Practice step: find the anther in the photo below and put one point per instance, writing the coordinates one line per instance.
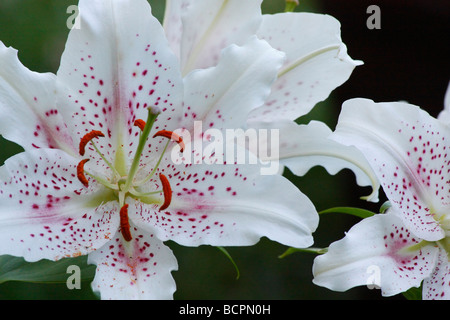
(172, 136)
(124, 223)
(80, 173)
(140, 123)
(88, 137)
(167, 190)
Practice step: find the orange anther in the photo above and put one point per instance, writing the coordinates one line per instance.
(172, 136)
(167, 190)
(88, 137)
(140, 123)
(80, 173)
(124, 223)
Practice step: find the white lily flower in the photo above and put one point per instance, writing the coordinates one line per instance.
(316, 63)
(408, 150)
(97, 177)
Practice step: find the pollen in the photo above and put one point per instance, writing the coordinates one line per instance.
(88, 137)
(80, 173)
(124, 223)
(167, 190)
(172, 136)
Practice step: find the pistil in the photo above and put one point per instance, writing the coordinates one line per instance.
(124, 184)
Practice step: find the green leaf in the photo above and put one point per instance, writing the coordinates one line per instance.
(308, 250)
(17, 269)
(361, 213)
(225, 252)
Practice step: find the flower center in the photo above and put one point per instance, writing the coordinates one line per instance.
(127, 186)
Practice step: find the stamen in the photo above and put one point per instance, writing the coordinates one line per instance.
(167, 190)
(140, 123)
(80, 173)
(88, 137)
(124, 223)
(172, 136)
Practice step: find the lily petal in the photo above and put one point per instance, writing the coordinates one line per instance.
(407, 149)
(302, 147)
(115, 67)
(228, 204)
(378, 251)
(445, 114)
(27, 100)
(43, 211)
(317, 62)
(210, 26)
(139, 269)
(222, 96)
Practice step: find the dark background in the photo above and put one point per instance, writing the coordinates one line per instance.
(407, 59)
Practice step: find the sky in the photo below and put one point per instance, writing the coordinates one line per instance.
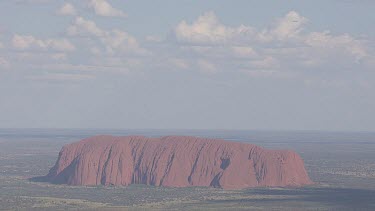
(235, 65)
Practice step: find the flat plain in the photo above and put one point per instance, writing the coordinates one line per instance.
(341, 164)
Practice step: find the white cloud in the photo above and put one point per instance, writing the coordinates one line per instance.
(63, 77)
(83, 27)
(207, 67)
(67, 9)
(4, 63)
(290, 26)
(326, 41)
(24, 42)
(103, 8)
(114, 41)
(208, 30)
(286, 45)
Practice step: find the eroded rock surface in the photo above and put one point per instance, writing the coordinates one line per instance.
(176, 161)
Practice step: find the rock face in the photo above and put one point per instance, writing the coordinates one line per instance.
(175, 161)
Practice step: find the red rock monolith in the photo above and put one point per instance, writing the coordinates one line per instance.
(176, 161)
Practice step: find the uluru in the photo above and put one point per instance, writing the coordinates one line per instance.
(176, 161)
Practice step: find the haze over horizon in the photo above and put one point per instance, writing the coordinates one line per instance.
(187, 64)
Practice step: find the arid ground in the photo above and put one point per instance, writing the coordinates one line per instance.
(341, 164)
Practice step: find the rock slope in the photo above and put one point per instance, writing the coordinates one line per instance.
(176, 161)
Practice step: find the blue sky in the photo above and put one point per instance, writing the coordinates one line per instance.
(188, 64)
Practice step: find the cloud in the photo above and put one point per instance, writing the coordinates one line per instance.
(114, 41)
(288, 27)
(103, 8)
(284, 46)
(4, 63)
(23, 42)
(206, 67)
(63, 77)
(67, 9)
(326, 41)
(208, 30)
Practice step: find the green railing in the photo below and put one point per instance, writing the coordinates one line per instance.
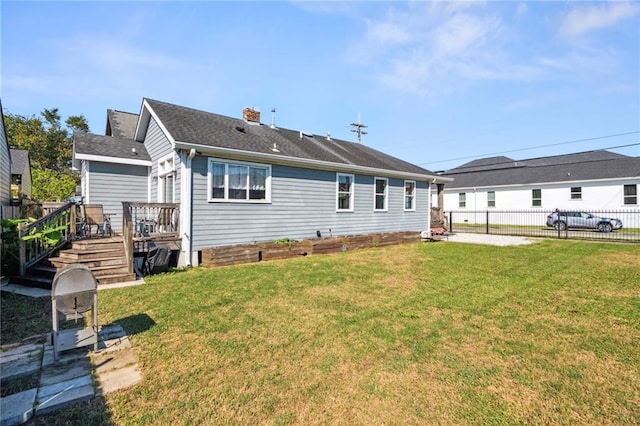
(39, 239)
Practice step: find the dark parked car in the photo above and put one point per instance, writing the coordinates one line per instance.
(565, 219)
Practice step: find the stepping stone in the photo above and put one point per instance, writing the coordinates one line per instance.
(20, 361)
(16, 409)
(120, 378)
(58, 395)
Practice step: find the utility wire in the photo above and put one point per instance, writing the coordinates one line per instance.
(541, 146)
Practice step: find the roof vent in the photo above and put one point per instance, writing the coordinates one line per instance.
(251, 115)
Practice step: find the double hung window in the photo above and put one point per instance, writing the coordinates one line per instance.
(536, 197)
(237, 182)
(576, 192)
(491, 199)
(462, 199)
(166, 179)
(409, 195)
(630, 194)
(344, 200)
(380, 188)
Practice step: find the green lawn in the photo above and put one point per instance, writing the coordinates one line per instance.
(427, 333)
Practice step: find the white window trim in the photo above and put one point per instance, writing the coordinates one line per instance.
(352, 199)
(465, 200)
(386, 194)
(494, 199)
(226, 162)
(534, 199)
(404, 198)
(578, 193)
(624, 197)
(163, 172)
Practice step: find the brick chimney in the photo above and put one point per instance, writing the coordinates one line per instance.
(251, 115)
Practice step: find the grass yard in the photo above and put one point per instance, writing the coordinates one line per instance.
(438, 333)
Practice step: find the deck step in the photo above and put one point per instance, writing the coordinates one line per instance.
(116, 278)
(105, 257)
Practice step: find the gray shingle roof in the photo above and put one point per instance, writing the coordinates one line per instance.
(19, 161)
(121, 124)
(581, 166)
(189, 125)
(109, 146)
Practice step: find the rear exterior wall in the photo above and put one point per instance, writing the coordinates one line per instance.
(303, 201)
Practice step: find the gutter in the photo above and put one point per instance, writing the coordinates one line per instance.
(307, 163)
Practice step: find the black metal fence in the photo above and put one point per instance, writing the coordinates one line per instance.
(535, 223)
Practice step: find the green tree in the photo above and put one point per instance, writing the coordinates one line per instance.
(50, 147)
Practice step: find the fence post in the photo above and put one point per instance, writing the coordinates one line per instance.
(487, 222)
(22, 250)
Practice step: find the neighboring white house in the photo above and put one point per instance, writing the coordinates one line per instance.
(586, 181)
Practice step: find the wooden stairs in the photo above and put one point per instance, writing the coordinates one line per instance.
(105, 257)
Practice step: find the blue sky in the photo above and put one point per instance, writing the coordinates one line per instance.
(437, 83)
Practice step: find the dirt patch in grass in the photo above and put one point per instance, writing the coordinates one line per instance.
(23, 319)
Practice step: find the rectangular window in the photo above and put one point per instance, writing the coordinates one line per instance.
(344, 184)
(166, 179)
(536, 197)
(576, 192)
(239, 182)
(409, 195)
(380, 194)
(631, 194)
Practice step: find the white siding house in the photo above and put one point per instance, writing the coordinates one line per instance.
(586, 181)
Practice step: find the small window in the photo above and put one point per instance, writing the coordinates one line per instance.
(491, 199)
(236, 181)
(536, 197)
(631, 194)
(462, 200)
(576, 192)
(166, 179)
(410, 195)
(380, 189)
(344, 185)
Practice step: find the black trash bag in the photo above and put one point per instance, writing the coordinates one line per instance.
(157, 261)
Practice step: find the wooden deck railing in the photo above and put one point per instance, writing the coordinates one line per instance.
(39, 239)
(144, 223)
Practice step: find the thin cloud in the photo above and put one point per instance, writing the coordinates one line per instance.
(584, 19)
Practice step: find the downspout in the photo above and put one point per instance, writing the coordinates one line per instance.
(186, 203)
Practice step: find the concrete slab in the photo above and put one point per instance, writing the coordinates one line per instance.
(17, 408)
(105, 362)
(63, 372)
(58, 395)
(121, 378)
(25, 291)
(21, 364)
(115, 344)
(111, 331)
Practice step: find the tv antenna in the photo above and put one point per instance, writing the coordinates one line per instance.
(357, 128)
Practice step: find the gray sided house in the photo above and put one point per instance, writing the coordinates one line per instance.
(20, 175)
(240, 181)
(5, 167)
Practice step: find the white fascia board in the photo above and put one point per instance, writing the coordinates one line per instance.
(116, 160)
(145, 114)
(542, 184)
(306, 163)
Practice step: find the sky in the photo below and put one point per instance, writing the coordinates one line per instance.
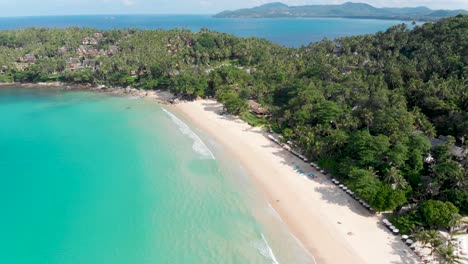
(70, 7)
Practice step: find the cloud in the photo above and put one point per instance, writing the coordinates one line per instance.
(205, 3)
(128, 2)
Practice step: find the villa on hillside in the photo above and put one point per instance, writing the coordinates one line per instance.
(89, 41)
(28, 58)
(257, 108)
(456, 151)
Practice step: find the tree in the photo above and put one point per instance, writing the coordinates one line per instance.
(430, 239)
(438, 214)
(447, 254)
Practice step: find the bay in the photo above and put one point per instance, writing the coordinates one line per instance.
(92, 178)
(291, 32)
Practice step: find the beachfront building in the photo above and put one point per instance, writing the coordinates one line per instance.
(257, 108)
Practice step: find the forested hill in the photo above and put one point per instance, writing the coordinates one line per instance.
(346, 10)
(367, 108)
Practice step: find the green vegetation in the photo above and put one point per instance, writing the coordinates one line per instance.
(364, 107)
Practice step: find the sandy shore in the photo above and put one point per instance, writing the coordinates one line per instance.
(330, 224)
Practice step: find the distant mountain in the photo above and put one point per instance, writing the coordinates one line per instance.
(346, 10)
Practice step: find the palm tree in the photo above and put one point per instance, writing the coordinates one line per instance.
(429, 239)
(447, 254)
(394, 177)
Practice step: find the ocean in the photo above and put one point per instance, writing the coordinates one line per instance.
(291, 32)
(93, 178)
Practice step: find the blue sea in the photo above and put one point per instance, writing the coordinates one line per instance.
(291, 32)
(92, 178)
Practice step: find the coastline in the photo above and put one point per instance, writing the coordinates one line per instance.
(331, 226)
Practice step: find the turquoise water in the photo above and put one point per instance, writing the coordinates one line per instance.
(91, 178)
(292, 32)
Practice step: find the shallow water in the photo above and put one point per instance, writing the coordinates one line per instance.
(92, 178)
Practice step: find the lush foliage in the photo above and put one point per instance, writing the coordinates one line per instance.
(365, 107)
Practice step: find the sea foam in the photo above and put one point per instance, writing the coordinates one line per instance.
(265, 250)
(198, 145)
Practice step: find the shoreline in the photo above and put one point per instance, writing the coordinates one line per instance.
(330, 225)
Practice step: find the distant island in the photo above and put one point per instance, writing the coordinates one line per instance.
(346, 10)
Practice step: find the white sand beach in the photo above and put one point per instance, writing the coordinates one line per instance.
(330, 224)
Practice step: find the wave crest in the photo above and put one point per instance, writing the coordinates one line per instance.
(198, 145)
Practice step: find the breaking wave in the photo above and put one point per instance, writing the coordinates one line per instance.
(198, 145)
(265, 250)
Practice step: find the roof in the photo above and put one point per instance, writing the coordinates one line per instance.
(256, 107)
(456, 151)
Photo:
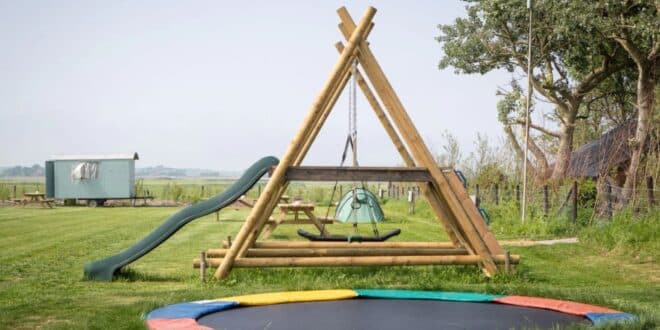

---+---

### About this task
Leaving the pictures aside, transcribe exactly the lines from the one containing "Practice step: find the white sand" to the final line of the entries above, both ends included.

### The completed task
Practice step: find the white sand beach in the photo above and put one point per instance, writing the coordinates one line per instance.
(330, 224)
Practice step: find the wave crest in the photo above and put one point per instance, writing the coordinates one line per instance.
(198, 145)
Practice step: find the breaking wave in the photo above and put one point per instance, writing the coordinates one line per instance.
(198, 145)
(265, 250)
Practice step: find the roof in the photo above and put one point per instance, writing the coordinates one line per instance.
(256, 107)
(456, 151)
Photo:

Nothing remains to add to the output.